Each line below from the one containing "Query: neapolitan mastiff puppy" through the one containing "Target: snow-covered hat" is to be given again exactly, and no line outside that span.

[DATA TO PROCESS — start]

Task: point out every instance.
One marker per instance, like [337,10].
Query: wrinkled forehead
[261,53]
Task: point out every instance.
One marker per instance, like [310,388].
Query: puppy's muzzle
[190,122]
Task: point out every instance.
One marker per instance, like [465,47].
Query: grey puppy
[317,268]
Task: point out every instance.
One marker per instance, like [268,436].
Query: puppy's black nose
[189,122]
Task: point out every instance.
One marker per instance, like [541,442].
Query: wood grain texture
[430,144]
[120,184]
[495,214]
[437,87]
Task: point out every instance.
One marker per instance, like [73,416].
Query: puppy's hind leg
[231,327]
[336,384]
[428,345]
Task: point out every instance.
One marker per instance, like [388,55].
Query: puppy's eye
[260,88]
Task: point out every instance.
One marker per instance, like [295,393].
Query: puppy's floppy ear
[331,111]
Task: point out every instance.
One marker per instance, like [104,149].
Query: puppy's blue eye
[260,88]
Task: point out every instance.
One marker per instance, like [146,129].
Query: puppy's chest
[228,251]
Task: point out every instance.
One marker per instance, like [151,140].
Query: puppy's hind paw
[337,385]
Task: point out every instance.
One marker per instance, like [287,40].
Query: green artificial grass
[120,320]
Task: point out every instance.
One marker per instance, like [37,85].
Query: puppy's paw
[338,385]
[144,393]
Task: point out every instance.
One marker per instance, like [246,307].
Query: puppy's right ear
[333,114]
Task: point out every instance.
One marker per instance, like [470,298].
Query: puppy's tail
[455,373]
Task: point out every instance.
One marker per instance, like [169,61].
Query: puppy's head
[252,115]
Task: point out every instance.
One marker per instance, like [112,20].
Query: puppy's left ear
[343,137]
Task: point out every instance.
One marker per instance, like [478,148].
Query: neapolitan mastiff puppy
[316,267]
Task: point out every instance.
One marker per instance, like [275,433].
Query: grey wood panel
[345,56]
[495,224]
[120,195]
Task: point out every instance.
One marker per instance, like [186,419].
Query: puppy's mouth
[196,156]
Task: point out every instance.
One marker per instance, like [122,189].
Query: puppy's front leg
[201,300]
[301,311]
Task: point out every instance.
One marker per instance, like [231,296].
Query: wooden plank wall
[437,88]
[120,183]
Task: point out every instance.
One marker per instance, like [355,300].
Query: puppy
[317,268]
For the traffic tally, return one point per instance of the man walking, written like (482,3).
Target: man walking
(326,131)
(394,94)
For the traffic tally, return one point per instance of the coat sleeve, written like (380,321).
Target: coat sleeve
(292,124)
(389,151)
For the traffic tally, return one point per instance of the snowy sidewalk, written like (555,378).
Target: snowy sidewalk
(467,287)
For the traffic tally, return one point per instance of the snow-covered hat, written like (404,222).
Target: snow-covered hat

[DATA TO PROCESS — finish]
[DATA TO PROCESS — start]

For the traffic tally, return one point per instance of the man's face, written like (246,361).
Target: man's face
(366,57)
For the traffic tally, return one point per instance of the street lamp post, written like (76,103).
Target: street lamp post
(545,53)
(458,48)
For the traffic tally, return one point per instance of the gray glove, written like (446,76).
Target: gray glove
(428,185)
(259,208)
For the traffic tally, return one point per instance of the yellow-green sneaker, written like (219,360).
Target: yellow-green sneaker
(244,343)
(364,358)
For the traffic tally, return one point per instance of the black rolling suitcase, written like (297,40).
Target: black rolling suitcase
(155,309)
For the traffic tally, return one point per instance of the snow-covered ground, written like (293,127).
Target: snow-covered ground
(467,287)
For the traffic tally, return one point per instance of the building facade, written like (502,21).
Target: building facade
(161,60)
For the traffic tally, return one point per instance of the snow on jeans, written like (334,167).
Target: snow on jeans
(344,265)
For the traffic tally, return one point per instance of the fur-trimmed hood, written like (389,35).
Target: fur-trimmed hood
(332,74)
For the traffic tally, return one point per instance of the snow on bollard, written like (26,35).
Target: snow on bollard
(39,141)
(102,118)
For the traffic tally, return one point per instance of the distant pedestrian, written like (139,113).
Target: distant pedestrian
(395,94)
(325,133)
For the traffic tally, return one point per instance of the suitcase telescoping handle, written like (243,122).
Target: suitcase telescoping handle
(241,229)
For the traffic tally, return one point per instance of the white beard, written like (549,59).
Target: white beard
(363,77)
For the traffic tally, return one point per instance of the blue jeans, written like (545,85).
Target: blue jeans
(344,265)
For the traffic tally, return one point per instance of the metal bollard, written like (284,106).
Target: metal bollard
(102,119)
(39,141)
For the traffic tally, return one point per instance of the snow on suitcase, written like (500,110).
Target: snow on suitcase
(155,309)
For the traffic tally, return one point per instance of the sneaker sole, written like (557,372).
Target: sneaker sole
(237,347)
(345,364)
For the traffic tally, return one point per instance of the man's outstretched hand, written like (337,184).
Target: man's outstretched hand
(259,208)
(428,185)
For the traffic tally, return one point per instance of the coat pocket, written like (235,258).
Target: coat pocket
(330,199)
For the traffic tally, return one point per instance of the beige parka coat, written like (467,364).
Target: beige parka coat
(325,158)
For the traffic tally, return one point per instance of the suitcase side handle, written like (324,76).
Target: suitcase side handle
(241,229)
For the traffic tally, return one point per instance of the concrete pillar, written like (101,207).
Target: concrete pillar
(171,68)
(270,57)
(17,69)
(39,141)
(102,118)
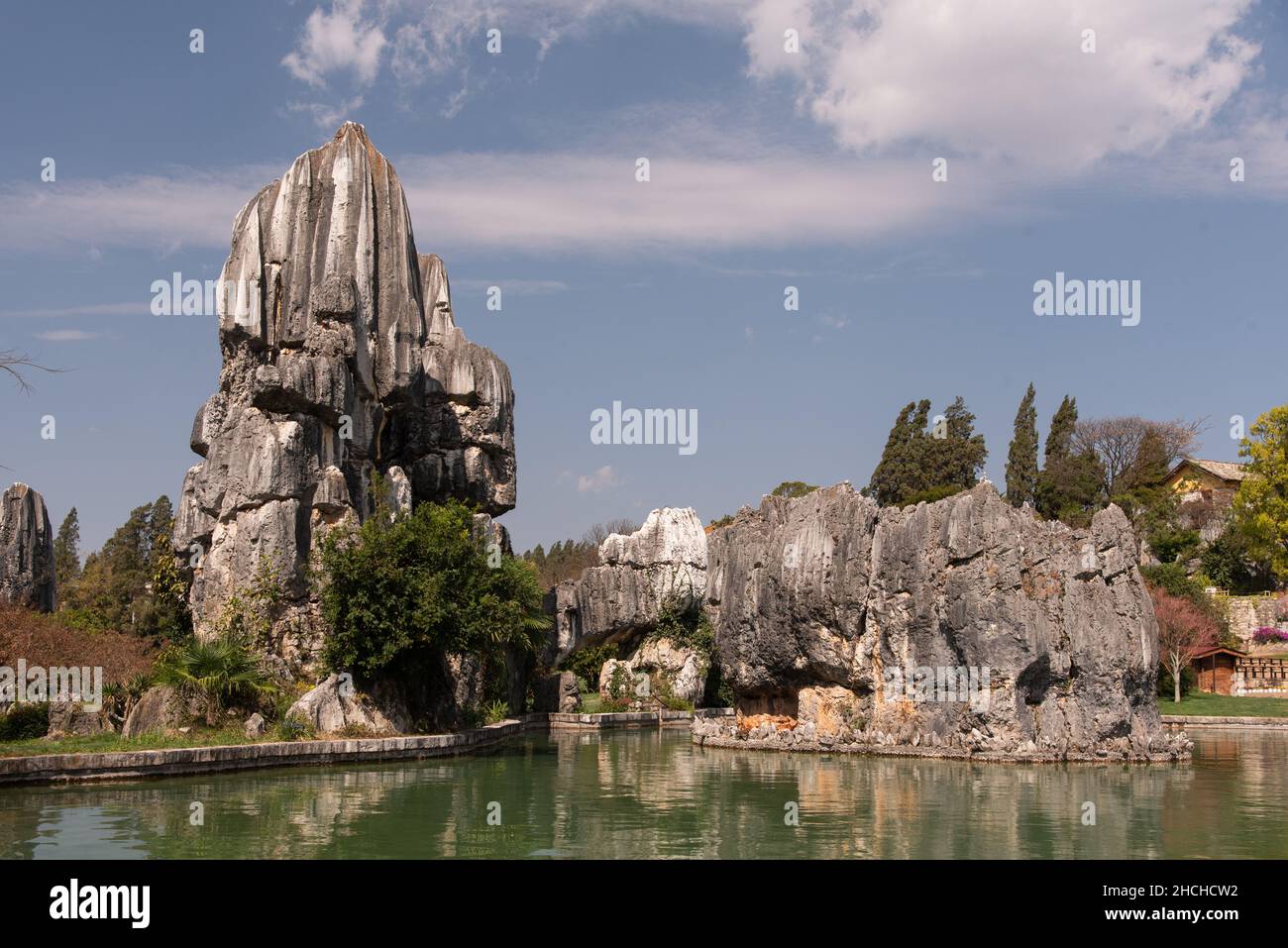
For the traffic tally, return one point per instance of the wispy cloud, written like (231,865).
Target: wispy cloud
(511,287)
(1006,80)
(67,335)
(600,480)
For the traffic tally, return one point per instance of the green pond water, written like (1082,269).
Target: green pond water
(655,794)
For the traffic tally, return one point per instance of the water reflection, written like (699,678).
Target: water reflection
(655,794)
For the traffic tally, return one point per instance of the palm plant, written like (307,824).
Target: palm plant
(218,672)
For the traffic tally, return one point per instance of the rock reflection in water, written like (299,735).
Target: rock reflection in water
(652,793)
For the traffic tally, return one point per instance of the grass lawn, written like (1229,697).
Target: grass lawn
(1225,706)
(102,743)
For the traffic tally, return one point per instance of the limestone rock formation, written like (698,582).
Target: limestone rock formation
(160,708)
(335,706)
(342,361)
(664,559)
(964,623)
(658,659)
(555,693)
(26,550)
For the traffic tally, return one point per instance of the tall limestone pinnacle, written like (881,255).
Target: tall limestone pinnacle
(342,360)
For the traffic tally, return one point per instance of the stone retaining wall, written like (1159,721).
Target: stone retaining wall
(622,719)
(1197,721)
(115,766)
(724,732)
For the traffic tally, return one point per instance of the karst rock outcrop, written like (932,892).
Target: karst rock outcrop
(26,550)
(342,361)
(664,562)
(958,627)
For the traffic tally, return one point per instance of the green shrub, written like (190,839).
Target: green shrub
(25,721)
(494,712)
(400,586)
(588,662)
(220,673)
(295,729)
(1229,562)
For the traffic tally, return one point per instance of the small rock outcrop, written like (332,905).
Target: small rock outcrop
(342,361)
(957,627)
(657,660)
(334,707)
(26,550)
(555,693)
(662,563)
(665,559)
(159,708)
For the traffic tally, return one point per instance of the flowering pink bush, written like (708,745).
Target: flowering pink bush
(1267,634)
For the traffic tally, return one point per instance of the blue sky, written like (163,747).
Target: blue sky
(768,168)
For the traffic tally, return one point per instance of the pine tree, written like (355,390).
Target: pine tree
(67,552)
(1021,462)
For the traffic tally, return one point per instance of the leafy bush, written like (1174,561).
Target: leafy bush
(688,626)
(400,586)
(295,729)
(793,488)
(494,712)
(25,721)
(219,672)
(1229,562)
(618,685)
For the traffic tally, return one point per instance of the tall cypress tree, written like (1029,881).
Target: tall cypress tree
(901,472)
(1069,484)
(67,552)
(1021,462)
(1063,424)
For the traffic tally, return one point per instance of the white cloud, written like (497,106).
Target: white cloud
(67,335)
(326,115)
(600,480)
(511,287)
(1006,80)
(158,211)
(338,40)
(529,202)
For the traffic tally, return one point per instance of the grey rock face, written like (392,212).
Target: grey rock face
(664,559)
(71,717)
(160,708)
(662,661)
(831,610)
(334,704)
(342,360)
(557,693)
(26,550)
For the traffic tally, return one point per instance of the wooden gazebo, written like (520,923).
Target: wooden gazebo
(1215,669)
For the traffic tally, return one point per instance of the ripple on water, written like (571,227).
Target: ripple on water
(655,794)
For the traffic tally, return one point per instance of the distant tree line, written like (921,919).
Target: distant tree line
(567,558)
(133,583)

[DATA TO PROCESS — finish]

» RESULT OF THE TASK:
Query: neapolitan mastiff puppy
[316,267]
Task: point out every instance.
One marker per instance, like [275,433].
Query: grey wood panel
[345,56]
[495,224]
[120,195]
Task: point out every instance.
One marker per instance, like [186,419].
Query: puppy's mouth
[196,156]
Task: point out every instance.
One marker per instance, like [122,189].
Query: puppy's front leg
[201,300]
[301,311]
Task: point out every instance.
One marker per instance, like [231,296].
Query: wooden plank wall
[437,88]
[120,183]
Task: point out every instance.
One marker per instance, like [355,300].
Query: puppy
[317,268]
For the traffic tally, return one point per instance of the man walking, written like (482,3).
Target: man walking
(326,131)
(394,94)
For the traffic tally, return one point per instance of the coat sleeve, written like (380,321).
Target: coat sleeve
(292,124)
(389,151)
For the traffic tally, return one point per instance of the snowy sidewalk, written like (555,378).
Target: snowy sidewalk
(467,287)
For the traffic tally, return one point per instance of the snow-covered hat, written like (404,222).
Target: snow-covered hat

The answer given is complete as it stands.